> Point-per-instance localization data

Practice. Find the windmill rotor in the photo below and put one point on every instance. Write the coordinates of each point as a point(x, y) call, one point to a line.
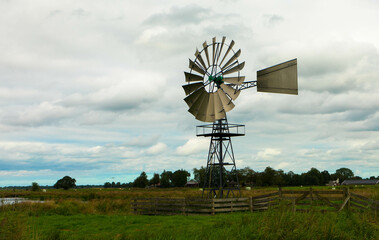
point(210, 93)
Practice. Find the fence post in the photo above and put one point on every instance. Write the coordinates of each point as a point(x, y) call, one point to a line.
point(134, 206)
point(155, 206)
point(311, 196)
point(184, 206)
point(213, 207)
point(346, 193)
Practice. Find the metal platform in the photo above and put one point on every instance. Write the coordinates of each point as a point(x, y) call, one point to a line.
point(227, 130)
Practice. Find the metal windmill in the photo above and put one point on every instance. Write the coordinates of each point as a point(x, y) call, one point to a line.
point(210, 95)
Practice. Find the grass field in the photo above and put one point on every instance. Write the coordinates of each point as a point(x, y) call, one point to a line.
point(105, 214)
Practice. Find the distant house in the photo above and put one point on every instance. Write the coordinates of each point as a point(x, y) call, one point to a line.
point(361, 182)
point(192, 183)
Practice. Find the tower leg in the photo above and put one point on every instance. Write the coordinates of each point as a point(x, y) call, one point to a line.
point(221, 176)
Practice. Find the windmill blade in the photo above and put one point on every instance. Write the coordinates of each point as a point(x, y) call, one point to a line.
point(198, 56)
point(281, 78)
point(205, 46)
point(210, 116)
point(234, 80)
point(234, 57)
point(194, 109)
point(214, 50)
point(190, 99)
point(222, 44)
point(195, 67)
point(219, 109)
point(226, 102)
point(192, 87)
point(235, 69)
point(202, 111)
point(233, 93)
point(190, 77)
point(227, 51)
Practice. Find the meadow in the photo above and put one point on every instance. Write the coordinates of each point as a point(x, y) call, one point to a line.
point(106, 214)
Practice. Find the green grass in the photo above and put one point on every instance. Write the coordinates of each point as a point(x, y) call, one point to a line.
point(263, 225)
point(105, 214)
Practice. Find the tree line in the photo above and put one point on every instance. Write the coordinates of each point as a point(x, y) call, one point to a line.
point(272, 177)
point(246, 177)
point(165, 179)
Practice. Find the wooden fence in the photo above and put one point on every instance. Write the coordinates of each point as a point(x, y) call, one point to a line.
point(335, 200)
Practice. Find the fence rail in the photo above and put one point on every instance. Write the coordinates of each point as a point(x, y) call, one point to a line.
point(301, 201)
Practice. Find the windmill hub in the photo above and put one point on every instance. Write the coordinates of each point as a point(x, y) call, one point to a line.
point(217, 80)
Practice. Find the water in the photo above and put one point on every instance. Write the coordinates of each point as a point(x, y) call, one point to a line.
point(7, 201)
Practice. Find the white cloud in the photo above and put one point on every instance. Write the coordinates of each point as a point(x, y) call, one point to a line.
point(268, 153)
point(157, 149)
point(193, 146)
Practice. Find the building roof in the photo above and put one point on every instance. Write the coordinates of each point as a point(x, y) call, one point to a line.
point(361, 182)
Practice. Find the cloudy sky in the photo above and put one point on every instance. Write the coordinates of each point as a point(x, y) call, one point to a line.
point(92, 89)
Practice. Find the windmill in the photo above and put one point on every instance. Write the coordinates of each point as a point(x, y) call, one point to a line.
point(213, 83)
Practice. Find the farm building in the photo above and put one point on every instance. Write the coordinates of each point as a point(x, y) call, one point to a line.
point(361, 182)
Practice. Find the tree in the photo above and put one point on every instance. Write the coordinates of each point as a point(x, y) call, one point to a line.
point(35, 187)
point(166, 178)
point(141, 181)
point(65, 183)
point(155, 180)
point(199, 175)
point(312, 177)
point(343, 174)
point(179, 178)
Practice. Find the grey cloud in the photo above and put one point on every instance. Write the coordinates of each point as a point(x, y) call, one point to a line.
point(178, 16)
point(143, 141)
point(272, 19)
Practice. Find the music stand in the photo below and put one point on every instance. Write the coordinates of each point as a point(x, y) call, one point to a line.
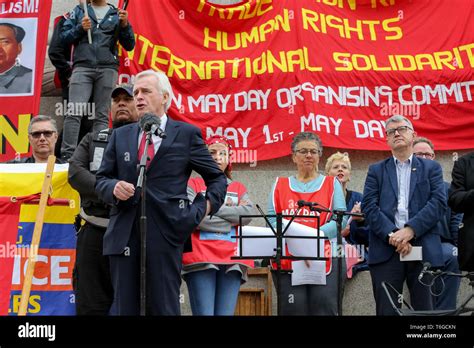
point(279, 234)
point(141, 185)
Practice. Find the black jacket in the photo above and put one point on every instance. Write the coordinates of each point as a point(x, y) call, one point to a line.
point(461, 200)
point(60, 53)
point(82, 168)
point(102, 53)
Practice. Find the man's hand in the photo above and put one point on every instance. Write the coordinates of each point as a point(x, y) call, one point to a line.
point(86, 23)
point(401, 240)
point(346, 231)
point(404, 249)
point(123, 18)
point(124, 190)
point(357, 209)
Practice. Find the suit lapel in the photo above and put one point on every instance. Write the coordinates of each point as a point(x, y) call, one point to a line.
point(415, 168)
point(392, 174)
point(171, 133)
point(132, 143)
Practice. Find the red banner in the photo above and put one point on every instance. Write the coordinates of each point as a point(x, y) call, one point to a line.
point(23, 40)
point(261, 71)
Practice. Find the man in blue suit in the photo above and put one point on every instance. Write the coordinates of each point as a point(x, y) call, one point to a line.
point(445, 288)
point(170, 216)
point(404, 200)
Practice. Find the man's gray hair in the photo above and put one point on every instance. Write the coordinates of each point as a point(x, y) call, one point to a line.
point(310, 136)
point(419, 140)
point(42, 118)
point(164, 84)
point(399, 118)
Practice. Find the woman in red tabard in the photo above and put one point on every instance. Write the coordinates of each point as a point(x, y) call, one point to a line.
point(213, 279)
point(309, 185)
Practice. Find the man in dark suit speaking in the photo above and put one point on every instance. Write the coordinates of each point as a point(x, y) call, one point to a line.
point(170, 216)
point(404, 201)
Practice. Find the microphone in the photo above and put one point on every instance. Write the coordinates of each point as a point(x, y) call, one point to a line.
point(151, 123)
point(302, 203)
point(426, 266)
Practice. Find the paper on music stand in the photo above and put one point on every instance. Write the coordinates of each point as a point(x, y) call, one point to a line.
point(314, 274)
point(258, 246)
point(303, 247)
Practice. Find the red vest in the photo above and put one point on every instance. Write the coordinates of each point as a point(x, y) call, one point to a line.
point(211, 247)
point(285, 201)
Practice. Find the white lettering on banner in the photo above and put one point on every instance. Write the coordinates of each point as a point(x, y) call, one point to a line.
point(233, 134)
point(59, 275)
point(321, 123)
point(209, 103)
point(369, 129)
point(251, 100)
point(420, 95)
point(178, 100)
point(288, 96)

> Problem statement
Transcribe all the records above word for word, without their images.

> Result for this exercise
Practice. Find the windmill rotor in the photo below and put one point on every instance. Write the coordinates of each point as a point(x, y) call, one point to a line.
point(210, 93)
Practice. Find the fence post in the photo above and put one point on every instance. Write the coordinates of each point as a point(x, y) call, one point to a line.
point(134, 206)
point(155, 206)
point(311, 196)
point(184, 206)
point(213, 207)
point(346, 193)
Practice. Find the metal platform in the photo above and put one point on every instance. Write the coordinates of each point as a point(x, y) call, one point to a line.
point(227, 130)
Practice. Find the metal windmill in the photo above and put one point on every instance. Write the coordinates of each point as a point(x, y) call, one point to a line.
point(210, 95)
Practice. Find the grass field in the photo above and put one point on every instance. Write the coordinates of each point as a point(x, y) call, one point to a line.
point(105, 214)
Practice. Find the distant house in the photo above and put one point on every instance. Write the coordinates of each point as a point(x, y) call, one point to a line.
point(361, 182)
point(192, 183)
Practice. Find the tower leg in the photo above and put one point on every instance. Write the coordinates of each point as a point(x, y) call, one point to a line.
point(221, 176)
Practice. Find the windmill blade in the photo above and put one point on every instance. Write the coordinates of each point as a point(x, y) call, one point to a line.
point(198, 56)
point(281, 78)
point(205, 46)
point(210, 116)
point(234, 80)
point(234, 57)
point(194, 109)
point(214, 50)
point(190, 99)
point(222, 44)
point(195, 67)
point(219, 109)
point(226, 102)
point(192, 87)
point(235, 69)
point(202, 111)
point(233, 93)
point(190, 77)
point(227, 51)
Practice. Find the meadow in the photo above and put one point on every instance. Write the coordinates of each point as a point(x, y) call, one point to a line.
point(106, 214)
Practice. Find the green grass in the photo above and put one point on every instance. Write the coordinates of each point as a point(x, y) call, one point to a line.
point(263, 225)
point(105, 214)
Practice. Find the tree line in the photo above and put one point on every instance. Write the coordinates of each point as a point(x, y) call, one point to a line.
point(272, 177)
point(246, 177)
point(165, 179)
Practice. Find the wooden fence in the photo above and put one point on every instance. Write the coordinates of each point as a point(x, y) call, one point to a line.
point(335, 200)
Practice. Find the fence rail in the photo above and put one point on every instance. Write the coordinates of each point as a point(x, y) call, one point to a line.
point(301, 201)
Practice. Find the windmill hub in the photo above and put one point on every instance. Write the coordinates of each point as a point(x, y) call, one point to a line.
point(217, 80)
Practice. Find the water in the photo above and put one point on every instance. Write the coordinates of each point as a point(x, y) call, one point to a line.
point(7, 201)
Practice. Find the white cloud in the photo above and put one point on every instance. Write the coordinates of each point as a point(x, y) call, one point to a line.
point(268, 153)
point(157, 149)
point(193, 146)
Practice. Find the building roof in the photo above and put one point on every instance. Write the coordinates of each point as a point(x, y) call, one point to a line.
point(361, 182)
Practice. Find the cloudy sky in the photo above and put one point on every instance. Write the coordinates of each point as a point(x, y) call, one point to a line.
point(92, 89)
Practice. Find the windmill in the photo above and put one point on every instance. Write the coordinates of each point as a point(x, y) call, one point to a line.
point(213, 83)
Practice. Find the farm building in the photo above and put one point on every instance. Write the coordinates of each point as a point(x, y) call, one point to a line.
point(361, 182)
Practice. Find the tree in the photo above and put one point on every instance. Write the coordinates of each point as a point(x, y) call, one point to a line.
point(35, 187)
point(166, 178)
point(141, 181)
point(65, 183)
point(155, 180)
point(199, 175)
point(312, 177)
point(343, 174)
point(179, 178)
Practice. Find the grey cloud in the photo above and put one point on every instance. Write the coordinates of each point as a point(x, y) call, one point to a line.
point(178, 16)
point(143, 141)
point(272, 19)
Practice. Find the music stand in the photo below and put one point on every instance. Write the coordinates of each point as a point(x, y) call, one point to a line.
point(279, 234)
point(141, 185)
Practice. Find the black jacket in the photo above and put one point on every instance. Write the coordinates of each point as a point(x, y) call, one point to a line.
point(461, 200)
point(60, 53)
point(82, 168)
point(102, 53)
Practice. Find the man's hand in the photo above and put one point on every instance. Write the coordinates of each point as a point(x, y) call, one point to a line.
point(86, 23)
point(401, 240)
point(346, 231)
point(404, 249)
point(123, 18)
point(124, 190)
point(357, 209)
Practice. Find the suit lapel in the photo above and put one point on every instance. Write the coordinates of each point as a point(x, y) call, one point to a line.
point(415, 168)
point(392, 174)
point(171, 133)
point(132, 143)
Practice. Find the red banner in the photo above and put one point on every instance. Write the coordinates of each point as a point(x, y) call, one point to a line.
point(23, 40)
point(261, 71)
Practice. Find the man in blue suit in the photo above and put one point on every instance. Write the coordinates of each point as a point(x, y) call, one point to a line.
point(445, 288)
point(170, 216)
point(404, 200)
Practice. Find the man's gray hair in the photo above and put one point on every instance. Write the coordinates of each point as a point(x, y) call, one point to a line.
point(310, 136)
point(419, 140)
point(42, 118)
point(164, 84)
point(399, 118)
Practice. Find the woman in red tabard in the photo above and put one point on every instance. Write the coordinates of each point as a point(x, y) call, one point to a line.
point(213, 279)
point(309, 185)
Practice. Find the man in dark suit speaking in the photo above and put one point on every instance. Write the coordinates of each point as a point(x, y) call, one point to a line.
point(170, 216)
point(404, 201)
Practice. Find the microphone in the photo above and put one point on every instance. Write the coordinates of each point as a point(x, y) call, one point to a line.
point(151, 123)
point(302, 203)
point(426, 266)
Practice. Find the paper on music stand in the photo above and put one point on every instance. Write the coordinates of each point as a point(x, y) call, one point to a line.
point(314, 274)
point(258, 246)
point(303, 247)
Practice. Find the red vest in the photo above and put one point on every instance. Write the coordinates of each point as a point(x, y) call, one point to a line.
point(211, 247)
point(285, 201)
Practice. Find the white lettering on banner in the photo above and put one point on every instance. Write the coordinates of each point as a point(x, y) call, one point to a line.
point(233, 134)
point(59, 275)
point(321, 123)
point(209, 103)
point(369, 129)
point(251, 100)
point(420, 95)
point(178, 100)
point(288, 96)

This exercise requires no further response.